start RECORDS FOR THE TASK

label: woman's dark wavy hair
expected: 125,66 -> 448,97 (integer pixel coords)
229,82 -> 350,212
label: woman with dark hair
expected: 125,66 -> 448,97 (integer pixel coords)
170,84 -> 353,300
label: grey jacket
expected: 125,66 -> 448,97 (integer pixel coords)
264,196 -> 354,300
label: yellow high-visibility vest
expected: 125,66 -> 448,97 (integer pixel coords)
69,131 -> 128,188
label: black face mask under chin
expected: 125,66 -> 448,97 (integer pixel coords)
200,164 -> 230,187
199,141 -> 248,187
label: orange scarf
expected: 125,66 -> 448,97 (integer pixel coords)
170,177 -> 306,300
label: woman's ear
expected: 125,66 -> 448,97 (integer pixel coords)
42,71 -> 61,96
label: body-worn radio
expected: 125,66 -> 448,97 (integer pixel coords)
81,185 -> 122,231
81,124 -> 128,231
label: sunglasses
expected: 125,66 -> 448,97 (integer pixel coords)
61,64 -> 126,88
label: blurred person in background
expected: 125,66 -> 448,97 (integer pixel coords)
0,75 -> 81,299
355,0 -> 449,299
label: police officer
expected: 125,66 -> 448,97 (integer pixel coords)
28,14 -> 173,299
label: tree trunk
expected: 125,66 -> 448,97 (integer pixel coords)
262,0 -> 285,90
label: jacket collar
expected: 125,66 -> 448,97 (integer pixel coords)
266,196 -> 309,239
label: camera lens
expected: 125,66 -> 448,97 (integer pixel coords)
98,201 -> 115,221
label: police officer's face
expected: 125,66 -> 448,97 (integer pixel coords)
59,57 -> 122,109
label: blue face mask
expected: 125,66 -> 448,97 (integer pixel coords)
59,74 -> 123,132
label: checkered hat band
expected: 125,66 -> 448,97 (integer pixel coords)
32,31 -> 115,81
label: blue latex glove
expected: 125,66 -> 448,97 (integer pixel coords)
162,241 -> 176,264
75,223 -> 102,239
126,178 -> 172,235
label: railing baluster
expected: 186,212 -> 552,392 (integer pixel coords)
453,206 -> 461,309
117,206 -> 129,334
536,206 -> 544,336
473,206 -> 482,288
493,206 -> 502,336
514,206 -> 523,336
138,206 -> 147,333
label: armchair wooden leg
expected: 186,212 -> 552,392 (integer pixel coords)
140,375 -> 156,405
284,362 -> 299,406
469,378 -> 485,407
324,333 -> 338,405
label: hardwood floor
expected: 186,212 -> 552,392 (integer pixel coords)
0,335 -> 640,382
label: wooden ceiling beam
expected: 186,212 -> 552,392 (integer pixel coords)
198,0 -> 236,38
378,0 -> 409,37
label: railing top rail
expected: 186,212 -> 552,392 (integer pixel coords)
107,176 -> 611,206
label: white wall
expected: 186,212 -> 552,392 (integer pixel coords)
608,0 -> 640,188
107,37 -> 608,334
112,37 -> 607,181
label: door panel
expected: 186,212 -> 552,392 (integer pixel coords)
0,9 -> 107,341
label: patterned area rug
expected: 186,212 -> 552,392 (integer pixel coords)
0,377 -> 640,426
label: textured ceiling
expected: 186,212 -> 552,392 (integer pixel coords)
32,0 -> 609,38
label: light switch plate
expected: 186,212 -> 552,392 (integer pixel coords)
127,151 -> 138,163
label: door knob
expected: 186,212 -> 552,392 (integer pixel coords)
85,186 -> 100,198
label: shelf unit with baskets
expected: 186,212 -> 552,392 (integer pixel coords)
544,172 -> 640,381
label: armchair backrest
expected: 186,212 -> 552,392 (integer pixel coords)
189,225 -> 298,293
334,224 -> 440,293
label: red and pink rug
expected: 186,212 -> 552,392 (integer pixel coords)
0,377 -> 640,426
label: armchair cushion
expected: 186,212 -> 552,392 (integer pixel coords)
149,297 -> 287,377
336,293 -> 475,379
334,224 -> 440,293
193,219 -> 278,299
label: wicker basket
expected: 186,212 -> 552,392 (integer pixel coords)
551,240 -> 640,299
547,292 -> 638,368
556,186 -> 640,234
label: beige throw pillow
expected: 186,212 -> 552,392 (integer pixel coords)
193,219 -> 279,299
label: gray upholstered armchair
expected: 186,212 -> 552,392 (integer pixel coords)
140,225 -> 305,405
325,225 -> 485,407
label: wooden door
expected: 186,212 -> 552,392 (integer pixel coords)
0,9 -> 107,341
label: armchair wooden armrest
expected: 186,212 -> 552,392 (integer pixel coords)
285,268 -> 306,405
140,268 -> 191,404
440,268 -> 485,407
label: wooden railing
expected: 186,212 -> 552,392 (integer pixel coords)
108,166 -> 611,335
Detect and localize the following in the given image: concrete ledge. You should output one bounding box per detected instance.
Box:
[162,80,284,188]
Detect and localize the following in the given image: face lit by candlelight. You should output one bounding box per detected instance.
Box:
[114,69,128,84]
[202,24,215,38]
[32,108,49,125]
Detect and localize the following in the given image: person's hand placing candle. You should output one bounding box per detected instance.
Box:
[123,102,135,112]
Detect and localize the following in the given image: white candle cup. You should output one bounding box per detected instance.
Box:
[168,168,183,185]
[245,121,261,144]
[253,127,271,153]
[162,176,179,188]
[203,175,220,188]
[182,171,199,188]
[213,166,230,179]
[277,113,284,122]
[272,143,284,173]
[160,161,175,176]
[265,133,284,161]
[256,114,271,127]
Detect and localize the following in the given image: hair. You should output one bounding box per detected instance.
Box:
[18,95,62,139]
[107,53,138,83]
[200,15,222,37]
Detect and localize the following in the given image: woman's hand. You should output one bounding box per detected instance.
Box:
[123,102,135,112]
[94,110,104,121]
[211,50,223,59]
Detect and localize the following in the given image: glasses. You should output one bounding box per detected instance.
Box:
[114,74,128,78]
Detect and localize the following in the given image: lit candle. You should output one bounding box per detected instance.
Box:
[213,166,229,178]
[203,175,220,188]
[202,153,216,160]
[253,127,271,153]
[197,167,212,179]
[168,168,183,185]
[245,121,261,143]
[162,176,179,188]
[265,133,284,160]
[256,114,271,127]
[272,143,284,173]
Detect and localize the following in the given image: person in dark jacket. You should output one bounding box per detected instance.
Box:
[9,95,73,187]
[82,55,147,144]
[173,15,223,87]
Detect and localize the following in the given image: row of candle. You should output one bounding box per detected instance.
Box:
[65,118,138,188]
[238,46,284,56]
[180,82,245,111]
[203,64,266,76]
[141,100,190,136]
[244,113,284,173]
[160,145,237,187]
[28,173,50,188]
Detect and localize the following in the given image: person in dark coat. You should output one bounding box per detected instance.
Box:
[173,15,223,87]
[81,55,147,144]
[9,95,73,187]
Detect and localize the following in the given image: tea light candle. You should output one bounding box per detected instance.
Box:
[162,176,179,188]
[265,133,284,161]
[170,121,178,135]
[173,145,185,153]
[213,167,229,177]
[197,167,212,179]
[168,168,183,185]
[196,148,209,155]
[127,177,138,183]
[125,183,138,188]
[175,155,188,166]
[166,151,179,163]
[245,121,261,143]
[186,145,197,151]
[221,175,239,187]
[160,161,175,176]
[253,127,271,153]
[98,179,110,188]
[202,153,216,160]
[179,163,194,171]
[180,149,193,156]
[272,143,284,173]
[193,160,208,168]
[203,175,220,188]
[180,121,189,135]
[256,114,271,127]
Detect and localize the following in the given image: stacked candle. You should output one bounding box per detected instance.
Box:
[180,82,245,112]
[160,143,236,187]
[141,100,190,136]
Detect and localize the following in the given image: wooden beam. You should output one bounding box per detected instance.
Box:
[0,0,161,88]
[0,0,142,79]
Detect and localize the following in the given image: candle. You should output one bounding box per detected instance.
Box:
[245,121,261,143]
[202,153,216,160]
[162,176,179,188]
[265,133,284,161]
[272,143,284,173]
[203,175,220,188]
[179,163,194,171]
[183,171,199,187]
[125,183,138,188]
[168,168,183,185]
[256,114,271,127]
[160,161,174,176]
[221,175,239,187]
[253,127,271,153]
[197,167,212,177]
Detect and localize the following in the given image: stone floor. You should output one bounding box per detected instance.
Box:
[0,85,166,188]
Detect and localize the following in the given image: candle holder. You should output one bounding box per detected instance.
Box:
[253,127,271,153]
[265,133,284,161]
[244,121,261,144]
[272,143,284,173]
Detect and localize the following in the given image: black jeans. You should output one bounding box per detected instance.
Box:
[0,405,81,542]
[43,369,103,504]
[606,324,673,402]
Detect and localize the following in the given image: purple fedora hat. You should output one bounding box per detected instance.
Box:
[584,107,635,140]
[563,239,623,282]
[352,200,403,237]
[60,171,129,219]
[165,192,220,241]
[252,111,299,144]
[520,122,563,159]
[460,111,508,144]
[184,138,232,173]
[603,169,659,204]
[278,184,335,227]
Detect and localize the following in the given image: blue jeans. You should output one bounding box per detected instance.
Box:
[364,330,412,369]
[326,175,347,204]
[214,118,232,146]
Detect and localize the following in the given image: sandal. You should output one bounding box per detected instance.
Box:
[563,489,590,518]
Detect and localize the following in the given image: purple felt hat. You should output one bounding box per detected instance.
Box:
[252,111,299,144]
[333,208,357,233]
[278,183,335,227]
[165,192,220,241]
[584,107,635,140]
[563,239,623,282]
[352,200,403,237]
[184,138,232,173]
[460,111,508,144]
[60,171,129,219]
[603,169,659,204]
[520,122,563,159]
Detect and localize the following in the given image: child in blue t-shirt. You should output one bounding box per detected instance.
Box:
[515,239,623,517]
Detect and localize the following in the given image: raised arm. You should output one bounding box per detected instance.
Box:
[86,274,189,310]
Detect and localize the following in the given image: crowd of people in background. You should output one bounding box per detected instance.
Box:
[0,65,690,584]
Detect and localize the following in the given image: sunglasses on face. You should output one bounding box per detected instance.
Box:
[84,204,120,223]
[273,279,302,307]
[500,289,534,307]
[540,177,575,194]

end RECORDS FOR THE TASK

§ TASK GOAL
Can you copy out, character for character, every line of the rows from the one containing "label: yellow high-visibility vest" up to and including the one containing "199,141 -> 248,187"?

§ RESULT OF THIS TASK
label: yellow high-visibility vest
expected: 125,66 -> 448,97 (integer pixel coords)
69,131 -> 128,188
label: black face mask under chin
expected: 125,66 -> 448,97 (integer pixel coords)
200,164 -> 230,187
199,141 -> 248,187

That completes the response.